| WRITTEN INSTRUCTION |
Show every line of the items below that contains the word "fern". Case counts.

>> Start INFORMATION SUPPLIED

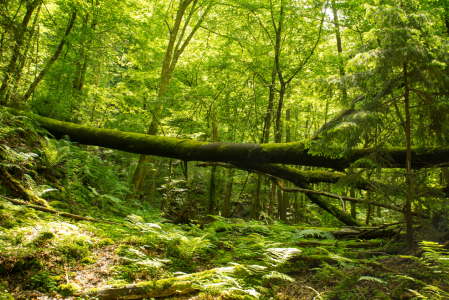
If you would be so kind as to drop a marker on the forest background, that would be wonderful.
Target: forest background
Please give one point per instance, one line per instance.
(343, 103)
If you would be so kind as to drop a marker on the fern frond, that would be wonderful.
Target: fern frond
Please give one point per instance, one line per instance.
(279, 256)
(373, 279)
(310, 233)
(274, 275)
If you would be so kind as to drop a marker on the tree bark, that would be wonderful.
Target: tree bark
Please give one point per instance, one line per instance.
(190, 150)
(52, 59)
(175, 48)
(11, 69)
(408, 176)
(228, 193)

>> End INFORMATION SUPPLIED
>> Start INFORMATION SUPPLIED

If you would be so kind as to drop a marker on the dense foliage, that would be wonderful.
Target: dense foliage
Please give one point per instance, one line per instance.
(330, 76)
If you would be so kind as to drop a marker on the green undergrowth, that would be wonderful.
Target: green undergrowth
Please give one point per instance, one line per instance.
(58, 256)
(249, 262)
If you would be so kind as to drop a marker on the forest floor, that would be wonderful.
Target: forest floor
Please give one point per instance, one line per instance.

>> End INFORMATION SUPPLIED

| ANSWER FOR THIS EXERCISE |
If you would be so kind as to drop a marker on the fern frond, that would be wonderful.
Target: fern frond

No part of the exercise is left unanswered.